# DVD-Laufwerk erkennt keine DVDs



## M@Zor (31. März 2005)

hi,

Ich habe folgendes Problem; mein DVD-Laufwerk erkennt keine DVDs mehr. Bei normalen Daten-CDs oder Programm-CDs habe ich keinerlei Probleme. Wenn ich dann einen FIlm schauen möchte, tönt es im LAufwerk, als ob es immer wieder versuchen würde, die DVD zu lesen. Funktionieren tut es aber nicht. Auch der Versuch mit dem DVD-Player (Cyberlink PowerDVD 5) schlägt fehl. Es heisst dann immer "no disc in discdrive".

Vor wenigen Tagen hat alles noch super funktioniert. Woran kann das liegen?

Zu weiteren Info: der PC ist ein Dell Komplett-PC. Es wurden keine Teile daran verändert.

Bin froh um jede Hilfe.

Schönen Abend/Morgen,

mazor


----------



## Ultraflip (31. März 2005)

Falls noch Garantie drauf ist ---> Einschicken ...


----------



## M@Zor (31. März 2005)

DATENSATZABSCHNITT ->
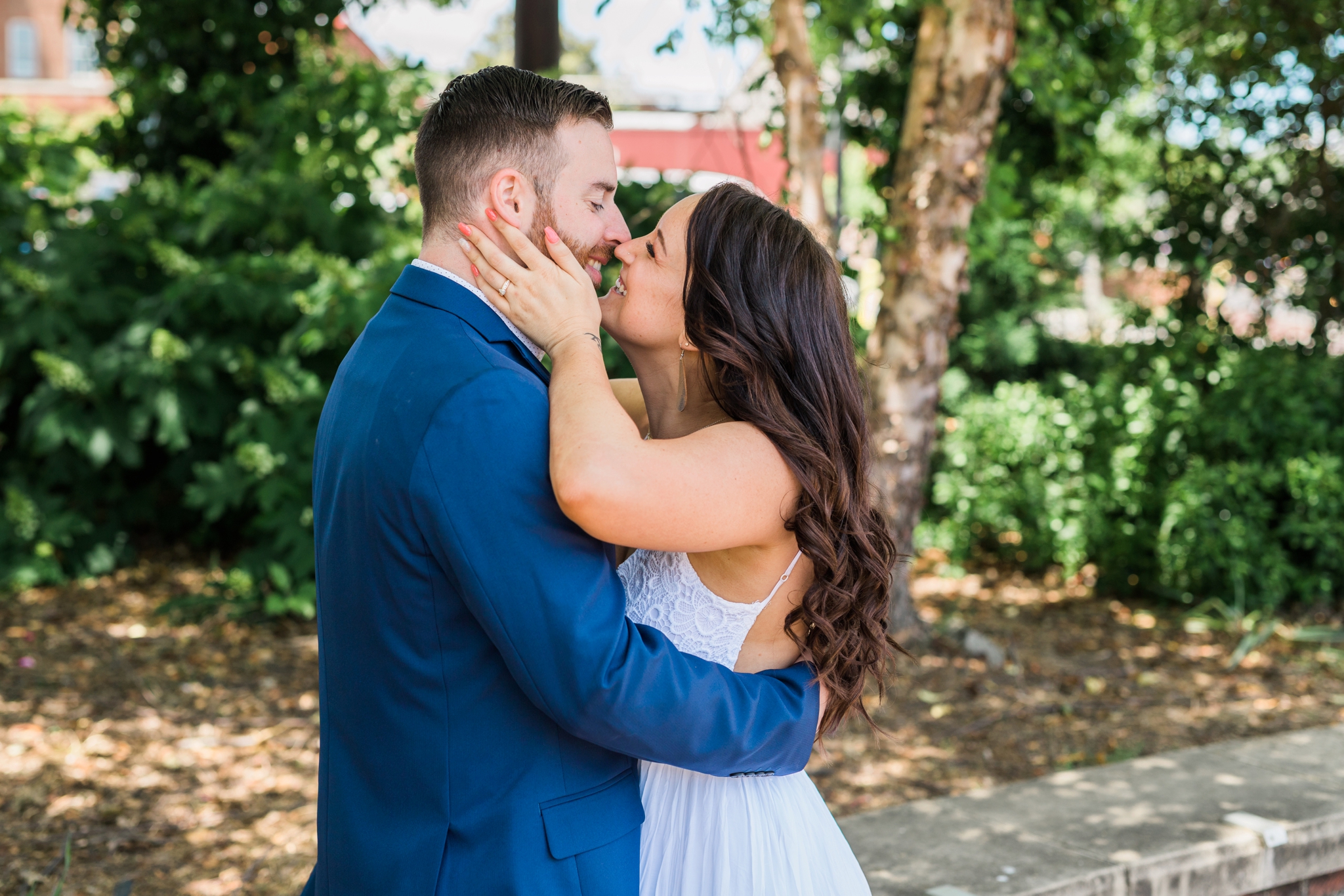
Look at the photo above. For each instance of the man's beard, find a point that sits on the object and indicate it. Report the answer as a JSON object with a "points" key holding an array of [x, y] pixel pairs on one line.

AUFGABEN ->
[a] Erkläre in ein bis drei Sätzen, woraus der Verfasser im Forenthread zum DVD-Laufwerk schließt, dass das Laufwerk immer wieder versucht, die DVD zu lesen.
[b] Schreibe aus dem Forenthread zum DVD-Laufwerk alles ab, von „Zu weiteren Info: der“ bis hinunter zu „Ultraflip (31. März 2005)“.
[c] Führe den Forenthread zum DVD-Laufwerk dort weiter, wo er endet.
Das Material steht für sich und gehört nicht zum Forenthread über das DVD-Laufwerk.

SCHRIFTLICHE ANTWORTEN ->
[a] Er schließt es aus dem Geräusch: Wenn er einen Film schauen möchte, tönt es im Laufwerk so, als würde es immer wieder versuchen, die DVD zu lesen. Das Abspielen funktioniert trotzdem nicht.

[b]
Zu weiteren Info: der PC ist ein Dell Komplett-PC. Es wurden keine Teile daran verändert.

Bin froh um jede Hilfe.

Schönen Abend/Morgen,

mazor


----------



## Ultraflip (31. März 2005)

[c]
Hm, daran habe ich natürlich auch schon gedacht, möchte aber erst alles andere mögliche ausprobieren. Wenn alles nichts hilft, und hier keine weiteren Tipps kommen sollten werde ich deinen Rat befolgen.

THX für die Antwort

Gruss mazor


----------



## Ultraflip (31. März 2005)

Du kannst natürlich das Ding noch in einen anderen Rechner hängen und gucken ob das dann klappt ... aber ich weiß nicht, ob damit bei DELL schon die Garantie erlöscht ... und im Endeffekt nützt es Dir auch nix, wenn es wo anders läuft und bei Dir nicht ...

... Das blöde ist halt, dass Du wahrscheinlich den ganzen Rechner einschicken musst, deshalb versteh ich ja, warum Du das lieber selber machen möchtest, oder?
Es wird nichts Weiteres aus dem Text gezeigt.